Provided data:
--------------------
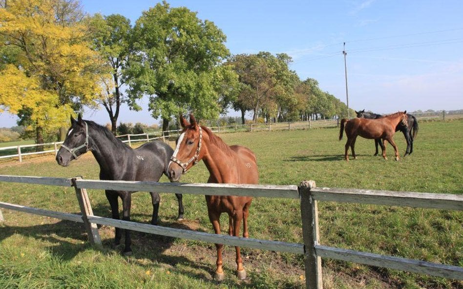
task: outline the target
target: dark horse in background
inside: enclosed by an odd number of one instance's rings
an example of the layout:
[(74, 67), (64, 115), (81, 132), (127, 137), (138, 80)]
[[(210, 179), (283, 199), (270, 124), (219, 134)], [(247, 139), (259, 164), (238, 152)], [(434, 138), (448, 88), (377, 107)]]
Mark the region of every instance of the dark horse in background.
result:
[[(383, 116), (381, 115), (374, 114), (373, 113), (365, 112), (365, 110), (358, 112), (355, 111), (357, 114), (357, 117), (367, 118), (368, 119), (376, 119)], [(401, 123), (399, 123), (396, 128), (396, 131), (400, 131), (405, 136), (405, 140), (407, 141), (407, 149), (405, 150), (405, 154), (404, 156), (407, 154), (411, 154), (413, 152), (413, 140), (417, 137), (417, 134), (418, 133), (418, 121), (416, 117), (407, 114), (407, 116), (408, 117), (407, 125), (404, 125)], [(382, 149), (382, 144), (381, 143), (381, 140), (379, 139), (375, 139), (375, 146), (376, 148), (376, 152), (375, 153), (375, 155), (378, 154), (378, 145), (381, 146)]]
[[(79, 115), (77, 120), (71, 116), (71, 127), (67, 136), (56, 155), (58, 163), (63, 167), (91, 151), (100, 165), (100, 179), (124, 181), (158, 181), (163, 173), (168, 176), (167, 168), (173, 153), (169, 146), (160, 141), (153, 141), (132, 149), (114, 136), (112, 133), (93, 121), (84, 120)], [(122, 219), (130, 220), (132, 192), (105, 191), (113, 219), (120, 218), (118, 197), (122, 199)], [(157, 225), (159, 193), (150, 192), (153, 204), (151, 223)], [(182, 196), (175, 194), (178, 199), (178, 220), (183, 218)], [(122, 229), (116, 228), (115, 245), (119, 244)], [(126, 230), (124, 253), (132, 253), (130, 232)]]
[[(341, 120), (339, 140), (342, 139), (343, 131), (345, 130), (346, 135), (347, 136), (344, 154), (346, 160), (349, 161), (349, 155), (347, 154), (349, 147), (351, 147), (351, 150), (352, 151), (354, 158), (357, 158), (354, 149), (355, 141), (358, 135), (370, 139), (382, 139), (382, 146), (381, 149), (382, 150), (382, 157), (384, 158), (384, 159), (387, 159), (386, 157), (386, 141), (387, 140), (394, 147), (396, 160), (399, 160), (399, 151), (397, 150), (397, 146), (396, 145), (393, 137), (396, 133), (396, 128), (399, 123), (401, 123), (403, 125), (407, 125), (407, 111), (405, 111), (384, 116), (382, 117), (376, 119), (360, 118), (352, 119), (343, 119)], [(345, 127), (345, 129), (344, 129), (344, 127)]]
--------------------
Stated exercise:
Starting at the beginning of the items and ending at the line containing "145), (381, 146)]]", reproduce those lines with "dark horse" swapped for "brown horse" and everything else unchanged. Leave the pictures out.

Final result:
task: outline the target
target: brown horse in background
inside: enclosed by an odd number of one instance's rings
an example of the layout:
[(74, 67), (64, 115), (81, 132), (127, 137), (138, 80)]
[[(210, 179), (283, 199), (270, 124), (219, 134)], [(247, 139), (259, 164), (238, 152)], [(434, 138), (448, 88), (377, 107)]]
Mark the region of every instance of the brown horse in background.
result:
[[(383, 116), (381, 115), (374, 114), (373, 113), (365, 112), (365, 110), (358, 112), (355, 111), (357, 114), (357, 117), (367, 118), (368, 119), (376, 119)], [(401, 123), (399, 123), (396, 128), (396, 131), (400, 131), (405, 136), (405, 140), (407, 141), (407, 149), (405, 150), (405, 154), (404, 156), (407, 154), (411, 154), (413, 152), (413, 140), (417, 137), (417, 134), (418, 133), (418, 121), (416, 117), (407, 114), (407, 116), (408, 117), (407, 125), (404, 125)], [(382, 149), (382, 144), (381, 143), (381, 140), (379, 139), (375, 139), (375, 146), (376, 148), (376, 152), (375, 153), (375, 155), (378, 154), (378, 145), (381, 146)]]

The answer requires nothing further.